TASK DESCRIPTION ▸ Please count the lines in the items below that contain the string "sweater", treating uppercase and lowercase as different, and reply with the number alone.

Named object pointing entries:
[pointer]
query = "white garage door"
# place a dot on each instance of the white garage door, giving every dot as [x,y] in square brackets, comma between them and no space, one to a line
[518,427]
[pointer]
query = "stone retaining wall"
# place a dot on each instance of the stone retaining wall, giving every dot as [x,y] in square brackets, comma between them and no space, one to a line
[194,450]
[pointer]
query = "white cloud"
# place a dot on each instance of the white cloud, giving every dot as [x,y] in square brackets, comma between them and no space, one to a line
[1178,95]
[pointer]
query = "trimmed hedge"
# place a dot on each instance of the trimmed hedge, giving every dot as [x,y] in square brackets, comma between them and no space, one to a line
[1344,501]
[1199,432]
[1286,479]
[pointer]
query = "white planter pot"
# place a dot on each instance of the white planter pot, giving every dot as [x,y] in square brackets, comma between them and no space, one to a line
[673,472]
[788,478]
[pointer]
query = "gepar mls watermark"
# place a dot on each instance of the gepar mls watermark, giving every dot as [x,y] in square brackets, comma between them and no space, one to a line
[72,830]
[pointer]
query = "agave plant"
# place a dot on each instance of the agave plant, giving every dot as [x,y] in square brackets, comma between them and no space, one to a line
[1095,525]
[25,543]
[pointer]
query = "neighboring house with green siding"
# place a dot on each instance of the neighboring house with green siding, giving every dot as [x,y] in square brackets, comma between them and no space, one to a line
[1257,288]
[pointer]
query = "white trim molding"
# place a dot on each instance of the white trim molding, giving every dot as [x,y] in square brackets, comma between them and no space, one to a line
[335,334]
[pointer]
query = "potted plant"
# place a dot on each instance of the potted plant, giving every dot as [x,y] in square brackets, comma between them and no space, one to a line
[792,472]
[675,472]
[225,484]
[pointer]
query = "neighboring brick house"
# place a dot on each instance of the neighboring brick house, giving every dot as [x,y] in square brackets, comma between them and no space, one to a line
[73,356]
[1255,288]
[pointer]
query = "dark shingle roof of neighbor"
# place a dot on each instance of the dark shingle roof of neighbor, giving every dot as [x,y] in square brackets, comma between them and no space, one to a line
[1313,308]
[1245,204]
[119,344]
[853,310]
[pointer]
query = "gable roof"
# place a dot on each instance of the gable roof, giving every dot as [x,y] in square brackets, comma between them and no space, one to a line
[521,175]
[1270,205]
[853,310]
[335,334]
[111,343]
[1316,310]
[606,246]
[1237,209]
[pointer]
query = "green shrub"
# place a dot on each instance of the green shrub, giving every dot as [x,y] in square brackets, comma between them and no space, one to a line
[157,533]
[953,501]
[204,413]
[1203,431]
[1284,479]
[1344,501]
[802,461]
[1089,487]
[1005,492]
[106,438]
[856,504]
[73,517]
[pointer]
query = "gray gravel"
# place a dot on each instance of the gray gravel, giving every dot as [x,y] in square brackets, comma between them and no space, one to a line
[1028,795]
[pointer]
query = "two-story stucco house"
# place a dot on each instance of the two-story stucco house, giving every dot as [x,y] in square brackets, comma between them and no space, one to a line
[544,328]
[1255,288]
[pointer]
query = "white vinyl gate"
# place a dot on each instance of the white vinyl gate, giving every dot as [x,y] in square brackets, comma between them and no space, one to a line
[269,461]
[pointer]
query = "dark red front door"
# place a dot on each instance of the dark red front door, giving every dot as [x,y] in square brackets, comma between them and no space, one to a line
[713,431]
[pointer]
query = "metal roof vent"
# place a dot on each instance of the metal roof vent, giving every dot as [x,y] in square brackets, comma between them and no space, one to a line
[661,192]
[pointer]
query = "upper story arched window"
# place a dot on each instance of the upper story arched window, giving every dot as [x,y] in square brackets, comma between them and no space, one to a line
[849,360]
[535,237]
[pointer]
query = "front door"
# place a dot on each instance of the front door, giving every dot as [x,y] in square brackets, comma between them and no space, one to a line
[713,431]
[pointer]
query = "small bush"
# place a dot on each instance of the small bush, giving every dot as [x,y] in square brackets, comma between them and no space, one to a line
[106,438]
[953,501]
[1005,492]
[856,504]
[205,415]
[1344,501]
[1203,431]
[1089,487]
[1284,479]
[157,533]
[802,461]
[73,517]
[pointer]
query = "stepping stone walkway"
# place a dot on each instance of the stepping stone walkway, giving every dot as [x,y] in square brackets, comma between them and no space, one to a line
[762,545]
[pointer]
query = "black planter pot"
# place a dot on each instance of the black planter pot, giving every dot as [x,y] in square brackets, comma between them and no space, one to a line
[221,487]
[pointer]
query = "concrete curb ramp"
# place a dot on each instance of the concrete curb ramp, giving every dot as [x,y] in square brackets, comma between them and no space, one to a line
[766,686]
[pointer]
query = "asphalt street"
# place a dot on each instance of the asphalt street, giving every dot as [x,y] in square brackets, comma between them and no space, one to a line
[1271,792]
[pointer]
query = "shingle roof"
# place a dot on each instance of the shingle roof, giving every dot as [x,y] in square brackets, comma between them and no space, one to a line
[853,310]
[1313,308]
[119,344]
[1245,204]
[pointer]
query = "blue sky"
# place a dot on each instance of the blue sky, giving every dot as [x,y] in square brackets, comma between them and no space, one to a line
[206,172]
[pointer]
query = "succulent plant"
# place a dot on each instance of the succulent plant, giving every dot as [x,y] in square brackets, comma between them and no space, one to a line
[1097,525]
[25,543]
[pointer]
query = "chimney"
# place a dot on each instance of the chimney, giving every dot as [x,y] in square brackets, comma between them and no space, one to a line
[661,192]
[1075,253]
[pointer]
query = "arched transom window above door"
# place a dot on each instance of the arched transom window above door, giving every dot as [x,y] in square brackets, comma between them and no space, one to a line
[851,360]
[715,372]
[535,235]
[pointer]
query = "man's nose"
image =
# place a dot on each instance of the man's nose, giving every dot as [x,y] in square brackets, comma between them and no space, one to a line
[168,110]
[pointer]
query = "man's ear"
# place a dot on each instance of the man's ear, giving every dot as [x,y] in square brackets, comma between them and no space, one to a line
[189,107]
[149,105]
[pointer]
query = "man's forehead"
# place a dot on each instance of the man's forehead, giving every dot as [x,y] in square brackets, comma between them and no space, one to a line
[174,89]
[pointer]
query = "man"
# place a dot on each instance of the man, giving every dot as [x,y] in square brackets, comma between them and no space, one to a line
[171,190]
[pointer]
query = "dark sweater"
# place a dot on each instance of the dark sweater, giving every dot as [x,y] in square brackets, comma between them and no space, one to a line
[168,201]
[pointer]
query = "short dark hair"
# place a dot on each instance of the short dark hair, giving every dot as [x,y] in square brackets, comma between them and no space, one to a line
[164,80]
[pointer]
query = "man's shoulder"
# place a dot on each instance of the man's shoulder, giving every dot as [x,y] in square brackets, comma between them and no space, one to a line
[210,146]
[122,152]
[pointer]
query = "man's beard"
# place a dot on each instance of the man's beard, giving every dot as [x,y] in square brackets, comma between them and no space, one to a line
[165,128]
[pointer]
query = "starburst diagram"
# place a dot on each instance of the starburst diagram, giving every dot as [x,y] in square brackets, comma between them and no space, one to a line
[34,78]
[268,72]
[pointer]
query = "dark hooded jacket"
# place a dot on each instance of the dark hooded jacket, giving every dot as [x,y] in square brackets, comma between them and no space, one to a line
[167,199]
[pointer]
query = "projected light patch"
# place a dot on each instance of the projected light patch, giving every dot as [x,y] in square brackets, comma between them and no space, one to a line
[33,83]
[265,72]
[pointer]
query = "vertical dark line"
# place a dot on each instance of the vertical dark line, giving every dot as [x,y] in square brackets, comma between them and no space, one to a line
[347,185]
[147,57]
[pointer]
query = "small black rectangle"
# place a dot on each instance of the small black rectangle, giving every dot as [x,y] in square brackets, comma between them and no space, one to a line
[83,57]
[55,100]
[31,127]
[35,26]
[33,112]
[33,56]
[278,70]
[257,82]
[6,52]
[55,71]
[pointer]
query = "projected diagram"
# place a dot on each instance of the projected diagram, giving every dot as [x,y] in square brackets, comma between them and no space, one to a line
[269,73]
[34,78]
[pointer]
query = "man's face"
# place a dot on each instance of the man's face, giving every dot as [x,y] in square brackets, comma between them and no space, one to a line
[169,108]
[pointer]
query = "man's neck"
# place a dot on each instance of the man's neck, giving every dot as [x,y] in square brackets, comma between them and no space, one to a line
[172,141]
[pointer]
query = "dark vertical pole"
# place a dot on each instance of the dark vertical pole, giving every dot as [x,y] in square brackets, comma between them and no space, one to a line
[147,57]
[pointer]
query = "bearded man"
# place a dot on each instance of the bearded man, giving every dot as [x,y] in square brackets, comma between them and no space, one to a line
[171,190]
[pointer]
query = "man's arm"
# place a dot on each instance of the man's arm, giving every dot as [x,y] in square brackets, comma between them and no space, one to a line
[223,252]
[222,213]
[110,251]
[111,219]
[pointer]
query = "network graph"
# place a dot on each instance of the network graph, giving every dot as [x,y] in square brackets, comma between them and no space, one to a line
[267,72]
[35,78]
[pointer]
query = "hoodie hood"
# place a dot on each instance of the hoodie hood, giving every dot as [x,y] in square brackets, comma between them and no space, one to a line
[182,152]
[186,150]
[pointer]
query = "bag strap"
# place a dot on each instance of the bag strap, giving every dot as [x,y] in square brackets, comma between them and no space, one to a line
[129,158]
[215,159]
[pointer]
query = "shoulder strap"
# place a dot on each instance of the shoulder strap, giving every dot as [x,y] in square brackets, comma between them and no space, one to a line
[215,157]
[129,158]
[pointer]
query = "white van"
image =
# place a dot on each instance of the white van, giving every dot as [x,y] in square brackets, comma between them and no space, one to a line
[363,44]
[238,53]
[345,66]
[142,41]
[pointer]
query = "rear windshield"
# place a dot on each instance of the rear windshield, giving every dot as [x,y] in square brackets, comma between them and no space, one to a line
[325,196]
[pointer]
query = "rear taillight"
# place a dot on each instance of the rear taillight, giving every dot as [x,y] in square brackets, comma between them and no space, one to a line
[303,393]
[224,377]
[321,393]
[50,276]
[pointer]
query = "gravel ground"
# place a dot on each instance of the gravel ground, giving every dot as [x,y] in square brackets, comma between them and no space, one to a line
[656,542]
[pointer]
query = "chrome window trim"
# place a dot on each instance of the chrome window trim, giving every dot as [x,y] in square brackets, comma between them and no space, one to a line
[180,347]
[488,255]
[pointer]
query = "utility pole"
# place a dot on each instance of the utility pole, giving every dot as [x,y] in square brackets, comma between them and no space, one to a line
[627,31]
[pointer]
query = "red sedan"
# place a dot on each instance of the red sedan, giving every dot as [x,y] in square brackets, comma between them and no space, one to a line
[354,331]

FINISHED ANSWER ▸ 2